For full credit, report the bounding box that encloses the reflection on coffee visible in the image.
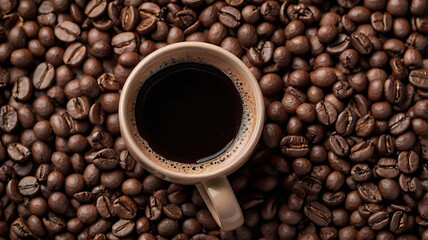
[135,63,243,164]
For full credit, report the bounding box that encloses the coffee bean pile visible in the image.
[0,0,428,239]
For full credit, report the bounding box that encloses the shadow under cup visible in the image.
[119,42,264,230]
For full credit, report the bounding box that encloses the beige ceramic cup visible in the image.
[119,42,264,231]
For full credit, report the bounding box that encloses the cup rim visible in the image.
[119,42,264,182]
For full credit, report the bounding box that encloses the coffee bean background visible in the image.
[0,0,428,239]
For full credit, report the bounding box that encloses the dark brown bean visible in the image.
[63,42,87,67]
[368,211,389,230]
[358,182,382,203]
[219,6,241,29]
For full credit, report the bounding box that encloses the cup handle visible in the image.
[195,175,244,231]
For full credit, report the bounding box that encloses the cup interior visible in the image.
[119,42,264,184]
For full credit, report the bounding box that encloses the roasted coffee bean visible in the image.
[344,191,364,212]
[328,133,349,157]
[77,204,98,225]
[394,130,417,151]
[113,195,137,220]
[194,209,217,231]
[397,151,419,174]
[286,4,315,25]
[304,202,331,227]
[398,174,422,197]
[315,101,337,125]
[63,42,87,67]
[93,148,118,170]
[162,204,182,220]
[78,75,99,99]
[413,99,428,118]
[371,101,392,120]
[368,211,389,230]
[240,5,260,24]
[322,191,346,207]
[371,12,393,32]
[325,171,345,192]
[219,6,241,29]
[379,178,400,201]
[173,9,198,32]
[305,125,325,145]
[73,191,94,203]
[328,151,351,174]
[111,32,138,55]
[55,21,81,43]
[0,66,9,87]
[118,52,139,68]
[6,178,23,203]
[47,192,69,215]
[374,158,400,178]
[350,32,373,55]
[33,62,55,90]
[11,76,32,102]
[0,105,19,133]
[310,67,337,88]
[355,114,375,137]
[3,134,19,146]
[199,5,218,28]
[247,41,274,67]
[327,36,351,57]
[384,79,406,105]
[333,80,353,100]
[237,24,257,48]
[358,182,382,203]
[10,48,34,68]
[88,218,111,237]
[46,170,64,191]
[66,96,90,120]
[96,195,114,218]
[8,143,31,163]
[336,108,356,136]
[280,135,309,157]
[351,164,372,182]
[119,150,136,172]
[412,118,428,136]
[390,211,407,234]
[157,218,179,238]
[88,103,105,126]
[358,203,382,219]
[27,214,46,237]
[136,15,157,35]
[50,112,76,137]
[350,141,375,162]
[85,0,107,19]
[121,6,139,31]
[296,176,322,196]
[17,176,39,196]
[286,35,310,56]
[259,1,280,22]
[87,127,113,150]
[43,212,66,233]
[148,21,168,41]
[82,57,103,77]
[408,68,427,91]
[11,217,32,238]
[376,134,395,156]
[112,219,134,238]
[267,101,288,124]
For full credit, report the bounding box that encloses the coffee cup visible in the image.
[119,42,264,231]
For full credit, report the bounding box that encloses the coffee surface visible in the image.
[135,63,242,164]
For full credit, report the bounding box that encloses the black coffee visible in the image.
[135,63,243,164]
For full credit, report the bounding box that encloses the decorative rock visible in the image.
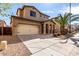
[1,41,7,50]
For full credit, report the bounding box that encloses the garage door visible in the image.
[16,24,39,35]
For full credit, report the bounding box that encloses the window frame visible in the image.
[30,11,36,17]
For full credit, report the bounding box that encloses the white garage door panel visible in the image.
[16,24,39,35]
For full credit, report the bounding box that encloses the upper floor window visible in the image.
[30,11,36,17]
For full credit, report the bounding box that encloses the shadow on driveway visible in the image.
[17,34,54,42]
[0,34,53,44]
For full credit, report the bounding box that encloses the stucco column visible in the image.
[11,17,16,39]
[48,24,50,34]
[11,17,14,36]
[39,25,42,34]
[11,17,14,39]
[43,23,46,34]
[51,24,53,34]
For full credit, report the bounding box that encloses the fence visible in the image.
[0,27,12,35]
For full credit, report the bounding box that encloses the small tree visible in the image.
[0,3,11,17]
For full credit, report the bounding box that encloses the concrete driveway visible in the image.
[18,34,79,56]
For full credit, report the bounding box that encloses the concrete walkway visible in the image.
[18,34,79,56]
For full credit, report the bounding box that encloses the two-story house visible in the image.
[10,5,56,35]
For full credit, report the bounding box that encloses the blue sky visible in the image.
[0,3,79,26]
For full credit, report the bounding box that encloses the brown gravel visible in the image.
[0,36,32,56]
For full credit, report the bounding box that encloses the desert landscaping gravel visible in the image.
[0,36,32,56]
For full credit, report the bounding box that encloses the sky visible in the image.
[0,3,79,26]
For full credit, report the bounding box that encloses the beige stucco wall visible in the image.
[53,20,61,34]
[43,21,54,34]
[55,22,60,34]
[11,17,42,35]
[17,7,49,21]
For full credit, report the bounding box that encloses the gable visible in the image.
[23,5,50,17]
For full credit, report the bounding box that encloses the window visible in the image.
[30,11,36,17]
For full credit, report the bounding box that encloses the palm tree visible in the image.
[55,13,79,35]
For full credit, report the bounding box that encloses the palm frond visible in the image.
[70,17,79,22]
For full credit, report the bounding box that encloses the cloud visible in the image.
[59,6,79,14]
[42,10,54,14]
[71,6,79,14]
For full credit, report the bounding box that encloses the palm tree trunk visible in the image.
[60,26,65,35]
[68,25,71,33]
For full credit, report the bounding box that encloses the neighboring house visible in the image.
[0,20,6,27]
[11,5,56,35]
[0,20,6,35]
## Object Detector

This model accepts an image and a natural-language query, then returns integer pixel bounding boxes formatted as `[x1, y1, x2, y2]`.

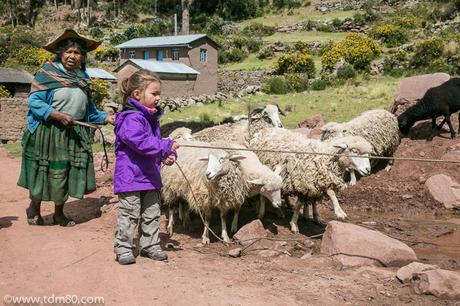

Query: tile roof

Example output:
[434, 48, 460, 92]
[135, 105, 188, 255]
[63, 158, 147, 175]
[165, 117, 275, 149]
[86, 68, 117, 80]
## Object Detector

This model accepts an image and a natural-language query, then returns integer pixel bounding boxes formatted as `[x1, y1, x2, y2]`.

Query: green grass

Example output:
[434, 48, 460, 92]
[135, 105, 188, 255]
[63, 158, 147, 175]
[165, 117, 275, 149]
[162, 76, 400, 128]
[220, 53, 277, 72]
[0, 142, 22, 157]
[240, 7, 357, 27]
[263, 31, 347, 44]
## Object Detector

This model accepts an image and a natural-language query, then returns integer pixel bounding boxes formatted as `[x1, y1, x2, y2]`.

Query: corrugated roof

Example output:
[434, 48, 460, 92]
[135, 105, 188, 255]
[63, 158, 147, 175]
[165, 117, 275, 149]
[116, 34, 207, 49]
[121, 59, 199, 75]
[0, 68, 34, 84]
[86, 68, 117, 80]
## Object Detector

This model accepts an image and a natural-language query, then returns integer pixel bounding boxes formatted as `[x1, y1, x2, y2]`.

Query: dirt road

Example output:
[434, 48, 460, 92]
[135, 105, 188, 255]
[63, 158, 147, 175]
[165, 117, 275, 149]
[0, 140, 458, 305]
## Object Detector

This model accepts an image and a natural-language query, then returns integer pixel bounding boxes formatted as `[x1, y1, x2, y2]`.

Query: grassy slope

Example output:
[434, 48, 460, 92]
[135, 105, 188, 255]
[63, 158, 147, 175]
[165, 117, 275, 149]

____

• Instructions for the task: Transcribe every entry word for word, but omit the pictures.

• Written answer:
For full credit, report the bounding box that encloses the reflection on coffee visible in the image.
[135,63,243,164]
For full credit, report the bounding box that encloses the coffee bean pile visible in the image.
[0,0,428,239]
For full credit, report the bounding box that encloses the shadow under cup visible in the image.
[119,42,264,230]
For full credit, report the bounding box that encloses the beige ceramic cup visible in the image.
[119,42,264,231]
For full credit, report the bounding box that encloses the cup rim visible in the image.
[119,42,264,182]
For full credit, report the bounding box that encloses the coffee bean background visible in the image.
[0,0,428,239]
For full credit, report the bounding box that encloses the dark brown bean visible in the image.
[63,42,87,67]
[368,211,389,230]
[358,182,382,203]
[219,6,241,29]
For full credit, report the bounding box that encloses the cup handle visible in the image.
[195,175,244,231]
For full credit, report the bounding box that encloses the cup interior visible in the image.
[119,42,264,184]
For full credit, report the bounding box that encloses the roasted coffee bean visible in the image.
[344,191,364,212]
[328,133,349,157]
[77,204,98,225]
[394,130,417,151]
[113,195,137,220]
[194,209,217,231]
[397,151,419,174]
[286,4,315,25]
[304,202,331,227]
[398,174,422,197]
[315,101,337,125]
[63,42,87,67]
[93,148,118,170]
[162,204,182,220]
[78,75,99,99]
[413,99,428,118]
[371,101,392,120]
[368,211,389,230]
[240,5,260,24]
[322,191,346,207]
[371,12,393,32]
[325,171,345,192]
[219,6,241,29]
[379,178,400,201]
[173,9,198,32]
[305,125,325,145]
[73,191,94,203]
[328,151,351,174]
[111,32,138,55]
[55,21,81,43]
[0,66,9,87]
[118,52,139,68]
[6,178,23,203]
[47,192,69,215]
[374,158,400,178]
[350,32,373,55]
[33,62,55,90]
[11,76,32,102]
[0,105,19,133]
[310,67,337,88]
[355,114,375,137]
[3,134,19,146]
[199,5,218,28]
[247,41,274,67]
[327,36,351,57]
[384,79,406,105]
[333,80,353,100]
[237,24,257,48]
[358,182,382,203]
[10,48,34,68]
[88,218,111,237]
[46,170,64,191]
[66,96,90,120]
[96,195,114,218]
[8,143,31,163]
[336,108,356,136]
[280,135,309,157]
[351,164,372,182]
[119,150,136,172]
[412,118,428,136]
[390,211,407,234]
[157,218,179,238]
[88,103,105,126]
[358,203,382,219]
[27,214,46,237]
[136,15,157,35]
[50,112,76,137]
[350,141,375,162]
[85,0,107,19]
[121,6,139,31]
[296,176,322,196]
[17,176,39,196]
[286,35,310,56]
[259,1,280,22]
[87,127,113,150]
[43,212,66,233]
[148,21,168,41]
[82,57,103,77]
[408,68,427,91]
[11,217,32,238]
[376,134,395,156]
[112,219,134,238]
[267,101,288,124]
For full credit, report the bounding box that encloses the coffee cup visible in the image.
[119,42,264,231]
For full credit, report the bounding box that encloses the coffee surface visible in the image.
[135,63,242,164]
For full credit, report the bounding box that encloses the black coffee visible in the image.
[135,63,243,164]
For full credit, report the bounding box that encloses the decorative rock visible in the image.
[1,41,7,50]
For full credit, report the bounding box that encloses the garage door visible in the image.
[16,24,39,35]
For full credit, report the bounding box that encloses the window frame visible in the image.
[30,11,36,17]
For full credit, report the bounding box that encloses the white garage door panel visible in the image.
[16,24,39,35]
For full credit, report the bounding box that encloses the upper floor window visible in the image.
[30,11,36,17]
For full credit, report the bounding box that encloses the shadow on driveway visible in the image.
[17,34,54,42]
[0,34,53,44]
For full credit, report the bounding box that encloses the stucco column visible in the image.
[11,17,16,39]
[48,24,50,34]
[11,17,14,36]
[39,25,42,34]
[11,17,14,39]
[43,23,46,34]
[51,24,53,34]
For full credit, report the bounding box that encloses the fence visible in the image.
[0,27,12,35]
For full credit, report the bounding box that encloses the small tree visible in the image.
[0,3,11,17]
For full credit, report the bounding box that encloses the concrete driveway visible in the image.
[18,34,79,56]
For full credit, report the bounding box that encloses the concrete walkway visible in the image.
[18,34,79,56]
For full credit, report the bounding box that encloses the two-story house visible in the image.
[10,5,56,35]
For full credit, report the bounding box that encloses the blue sky visible in the image.
[0,3,79,26]
For full credit, report the bounding box that encloses the brown gravel visible in the image.
[0,36,32,56]
For full credit, report the bounding box that encloses the desert landscaping gravel visible in the image.
[0,36,32,56]
For full credit, report the bounding box that encloses the sky visible in the image.
[0,3,79,26]
For full credit, report the bounding box that encloses the beige stucco wall visible in the image.
[53,20,61,34]
[43,21,54,34]
[55,22,60,34]
[11,17,42,35]
[17,7,49,21]
For full credit, report the bounding box that encloses the gable visible in the image.
[23,5,50,17]
For full credit, report the bounding box that encloses the window visible in the image.
[30,11,36,17]
For full credit, report the bounding box that encloses the palm tree visible in the image.
[55,13,79,35]
For full credit, report the bounding box that encloses the palm frond visible in the image.
[70,17,79,22]
For full credit, report the bounding box that encloses the cloud visible in the image.
[59,6,79,14]
[42,10,54,14]
[71,6,79,14]
For full credit, report the bounding box that encloses the palm tree trunk visible in the image.
[60,26,65,35]
[68,25,71,33]
For full credit, report the bounding box that encloses the neighboring house visible in the image.
[0,20,6,27]
[11,5,56,35]
[0,20,6,35]
## Object Detector

This model accepts an image and a natural-language query, then returns integer pixel bounding boxes formatted as `[x1, y1, x2, y2]`.


Query: tile roof

Example output:
[434, 48, 460, 92]
[135, 105, 188, 255]
[63, 158, 147, 175]
[165, 117, 275, 149]
[86, 68, 117, 80]
## Object Detector

This model accepts an image and a natural-language query, then returns integer pixel bounding boxes formatted as `[x1, y1, x2, y2]`.

Query: green grass

Example output:
[434, 48, 460, 92]
[135, 105, 188, 255]
[63, 158, 147, 175]
[165, 117, 275, 149]
[162, 76, 400, 128]
[220, 53, 277, 72]
[0, 142, 22, 157]
[240, 7, 357, 27]
[263, 31, 347, 44]
## Object Detector

This model accepts an image and a natural-language query, then returns integer pixel bounding boxes formatted as `[x1, y1, x2, y2]`.

Query: corrugated roof

Example output:
[434, 48, 460, 92]
[135, 105, 188, 255]
[63, 158, 147, 175]
[165, 117, 275, 149]
[116, 34, 207, 49]
[121, 59, 199, 75]
[0, 68, 34, 84]
[86, 68, 117, 80]
## Object Detector

This model accepts an image and a natural-language query, then returns integer pixel bounding boxes formatted as `[x1, y1, x2, y2]`.

Query: dirt road

Example output:
[434, 48, 460, 92]
[135, 105, 188, 255]
[63, 158, 147, 175]
[165, 117, 275, 149]
[0, 140, 458, 305]
## Object Detector

This model accepts an image and a natural-language query, then returns integer pixel bounding boxes formatted as `[x1, y1, x2, y2]`.

Query: grassy slope

Example output:
[434, 48, 460, 92]
[135, 105, 188, 255]
[63, 158, 147, 175]
[165, 117, 275, 149]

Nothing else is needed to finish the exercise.